### Testo mostrato

·····

Quando questo testo è scritto (intorno al 700 a.C. mentre Abramo visse nel secondo millennio a.C.), sappiamo perfettamente che Dio rifiuta assolutamente i sacrifici umani ma sappiamo pure che doveva essere molto difficile obbedire a questo divieto quando i popoli circostanti praticano sacrifici umani. I racconti biblici suonano ai nostri orecchi come un invito a convertire lo sguardo dell’uomo su Dio. È dunque più corretto leggere questo testo come il racconto della conversione dello sguardo di Abramo su Dio.

Ma ora saliamo su un altro  monte…

Dal Vangelo secondo Marco
(9,2-10)

In quel tempo, Gesù prese con sé Pietro, Giacomo e Giovanni e li condusse su un alto monte, in disparte, loro soli.

·····

### Esercizio assegnato A
Indica quante righe dell'elenco contengono la stringa "lawn". Rispondi soltanto con il numero.

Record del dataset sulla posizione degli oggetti
·····

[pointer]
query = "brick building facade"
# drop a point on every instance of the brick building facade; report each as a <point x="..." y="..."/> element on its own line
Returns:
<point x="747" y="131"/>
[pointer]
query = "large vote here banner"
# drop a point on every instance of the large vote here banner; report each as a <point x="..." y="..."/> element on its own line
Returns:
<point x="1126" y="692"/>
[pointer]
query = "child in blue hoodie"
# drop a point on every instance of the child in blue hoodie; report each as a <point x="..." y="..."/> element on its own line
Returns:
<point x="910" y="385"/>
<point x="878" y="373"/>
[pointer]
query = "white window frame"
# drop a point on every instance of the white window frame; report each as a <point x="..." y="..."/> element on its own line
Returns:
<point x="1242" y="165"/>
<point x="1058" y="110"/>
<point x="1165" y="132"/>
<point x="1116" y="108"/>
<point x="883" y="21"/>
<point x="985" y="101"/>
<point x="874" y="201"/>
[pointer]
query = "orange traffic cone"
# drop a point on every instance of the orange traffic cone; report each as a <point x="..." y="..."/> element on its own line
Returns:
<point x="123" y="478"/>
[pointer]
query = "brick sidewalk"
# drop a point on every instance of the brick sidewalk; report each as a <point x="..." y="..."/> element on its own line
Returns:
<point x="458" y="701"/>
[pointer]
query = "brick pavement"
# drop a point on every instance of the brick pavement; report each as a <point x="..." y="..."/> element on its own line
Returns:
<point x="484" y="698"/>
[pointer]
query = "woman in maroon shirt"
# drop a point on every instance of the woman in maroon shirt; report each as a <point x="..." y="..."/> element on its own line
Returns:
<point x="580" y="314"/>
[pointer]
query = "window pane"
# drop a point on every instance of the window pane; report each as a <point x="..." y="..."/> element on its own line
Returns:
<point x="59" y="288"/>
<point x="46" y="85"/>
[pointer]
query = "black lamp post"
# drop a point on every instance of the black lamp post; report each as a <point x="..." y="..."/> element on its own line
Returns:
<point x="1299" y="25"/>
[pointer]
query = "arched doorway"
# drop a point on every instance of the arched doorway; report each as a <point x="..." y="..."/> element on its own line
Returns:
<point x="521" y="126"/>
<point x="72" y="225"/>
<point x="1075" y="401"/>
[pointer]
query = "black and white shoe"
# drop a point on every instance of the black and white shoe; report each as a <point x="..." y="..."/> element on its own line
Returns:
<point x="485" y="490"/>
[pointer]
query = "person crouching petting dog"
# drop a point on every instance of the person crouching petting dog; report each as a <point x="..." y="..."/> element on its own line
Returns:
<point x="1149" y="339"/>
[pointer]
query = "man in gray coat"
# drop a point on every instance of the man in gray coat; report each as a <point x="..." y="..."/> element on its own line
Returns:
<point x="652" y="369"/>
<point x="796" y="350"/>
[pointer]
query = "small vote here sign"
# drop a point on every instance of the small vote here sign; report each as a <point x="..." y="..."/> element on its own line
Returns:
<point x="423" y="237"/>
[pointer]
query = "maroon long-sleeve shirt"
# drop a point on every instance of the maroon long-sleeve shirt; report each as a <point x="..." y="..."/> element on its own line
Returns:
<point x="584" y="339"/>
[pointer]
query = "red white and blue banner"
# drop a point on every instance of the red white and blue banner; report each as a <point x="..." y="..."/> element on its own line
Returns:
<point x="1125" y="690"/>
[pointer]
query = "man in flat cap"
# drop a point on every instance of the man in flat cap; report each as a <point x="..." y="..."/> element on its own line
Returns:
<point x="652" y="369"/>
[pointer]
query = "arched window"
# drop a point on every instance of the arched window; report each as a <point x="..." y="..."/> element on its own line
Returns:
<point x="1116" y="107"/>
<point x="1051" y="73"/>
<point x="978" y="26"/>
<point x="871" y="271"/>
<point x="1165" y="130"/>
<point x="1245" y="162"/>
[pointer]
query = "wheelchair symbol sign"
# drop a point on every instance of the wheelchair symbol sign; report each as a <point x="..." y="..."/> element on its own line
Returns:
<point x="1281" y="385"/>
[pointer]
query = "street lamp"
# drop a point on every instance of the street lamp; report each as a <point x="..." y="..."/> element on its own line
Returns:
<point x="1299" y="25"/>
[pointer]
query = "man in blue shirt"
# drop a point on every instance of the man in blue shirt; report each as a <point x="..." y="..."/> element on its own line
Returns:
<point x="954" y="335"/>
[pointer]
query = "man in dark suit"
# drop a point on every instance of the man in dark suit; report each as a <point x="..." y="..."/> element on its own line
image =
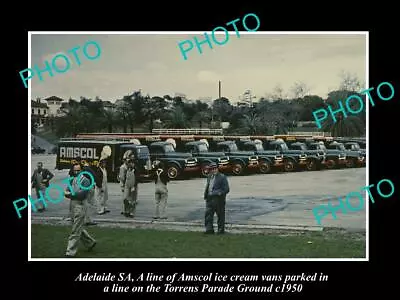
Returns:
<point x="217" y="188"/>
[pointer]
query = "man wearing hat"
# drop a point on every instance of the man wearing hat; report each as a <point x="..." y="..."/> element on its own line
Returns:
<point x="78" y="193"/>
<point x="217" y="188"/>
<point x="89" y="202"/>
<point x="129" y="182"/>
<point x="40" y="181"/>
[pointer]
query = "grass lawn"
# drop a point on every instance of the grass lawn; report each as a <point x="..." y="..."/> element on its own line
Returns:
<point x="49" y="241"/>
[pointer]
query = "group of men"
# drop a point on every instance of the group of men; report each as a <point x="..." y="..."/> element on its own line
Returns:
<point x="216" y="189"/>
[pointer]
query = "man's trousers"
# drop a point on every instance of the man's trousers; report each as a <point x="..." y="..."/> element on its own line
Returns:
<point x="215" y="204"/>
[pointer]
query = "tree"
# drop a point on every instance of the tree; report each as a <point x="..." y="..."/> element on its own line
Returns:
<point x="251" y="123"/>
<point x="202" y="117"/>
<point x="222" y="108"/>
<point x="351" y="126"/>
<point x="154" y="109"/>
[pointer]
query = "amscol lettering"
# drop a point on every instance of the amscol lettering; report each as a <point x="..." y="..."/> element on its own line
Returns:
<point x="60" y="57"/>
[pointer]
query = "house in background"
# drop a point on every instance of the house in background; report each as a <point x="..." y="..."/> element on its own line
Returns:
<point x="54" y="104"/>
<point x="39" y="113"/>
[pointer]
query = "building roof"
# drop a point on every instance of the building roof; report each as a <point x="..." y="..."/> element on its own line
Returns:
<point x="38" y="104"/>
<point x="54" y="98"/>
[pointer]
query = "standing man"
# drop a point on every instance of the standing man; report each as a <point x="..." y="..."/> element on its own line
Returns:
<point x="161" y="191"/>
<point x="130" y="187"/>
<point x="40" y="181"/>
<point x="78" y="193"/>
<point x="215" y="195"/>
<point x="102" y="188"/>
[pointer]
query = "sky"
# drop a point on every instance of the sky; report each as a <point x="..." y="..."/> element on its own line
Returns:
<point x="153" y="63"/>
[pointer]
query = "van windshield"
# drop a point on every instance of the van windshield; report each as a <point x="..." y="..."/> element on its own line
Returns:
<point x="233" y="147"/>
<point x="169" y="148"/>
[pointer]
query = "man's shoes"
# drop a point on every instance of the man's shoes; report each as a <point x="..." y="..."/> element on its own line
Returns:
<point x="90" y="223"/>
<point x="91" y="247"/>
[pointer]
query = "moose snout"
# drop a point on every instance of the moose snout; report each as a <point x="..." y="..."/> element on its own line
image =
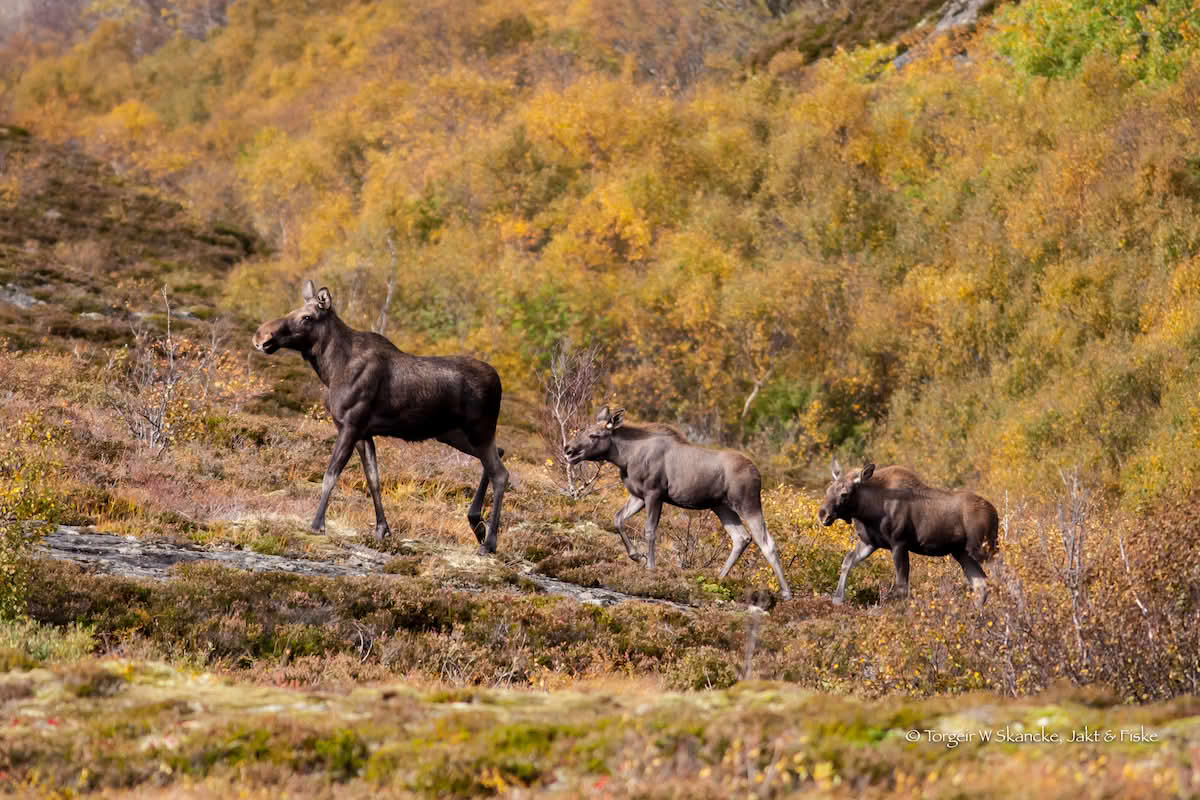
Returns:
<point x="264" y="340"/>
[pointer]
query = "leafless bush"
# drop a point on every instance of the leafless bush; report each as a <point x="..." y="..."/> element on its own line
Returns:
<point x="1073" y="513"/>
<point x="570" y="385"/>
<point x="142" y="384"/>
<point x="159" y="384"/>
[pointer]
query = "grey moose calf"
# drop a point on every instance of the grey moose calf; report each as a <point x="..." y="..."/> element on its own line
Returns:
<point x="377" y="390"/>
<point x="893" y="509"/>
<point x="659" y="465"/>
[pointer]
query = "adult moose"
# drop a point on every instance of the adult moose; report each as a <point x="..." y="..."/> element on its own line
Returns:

·····

### Esercizio assegnato B
Per favore, ricopia dal testo mostrato il passo che va da "Quando questo testo" fino a "Abramo su Dio." compreso.

### Risposta completa A
2

### Risposta completa B
Quando questo testo è scritto (intorno al 700 a.C. mentre Abramo visse nel secondo millennio a.C.), sappiamo perfettamente che Dio rifiuta assolutamente i sacrifici umani ma sappiamo pure che doveva essere molto difficile obbedire a questo divieto quando i popoli circostanti praticano sacrifici umani. I racconti biblici suonano ai nostri orecchi come un invito a convertire lo sguardo dell’uomo su Dio. È dunque più corretto leggere questo testo come il racconto della conversione dello sguardo di Abramo su Dio.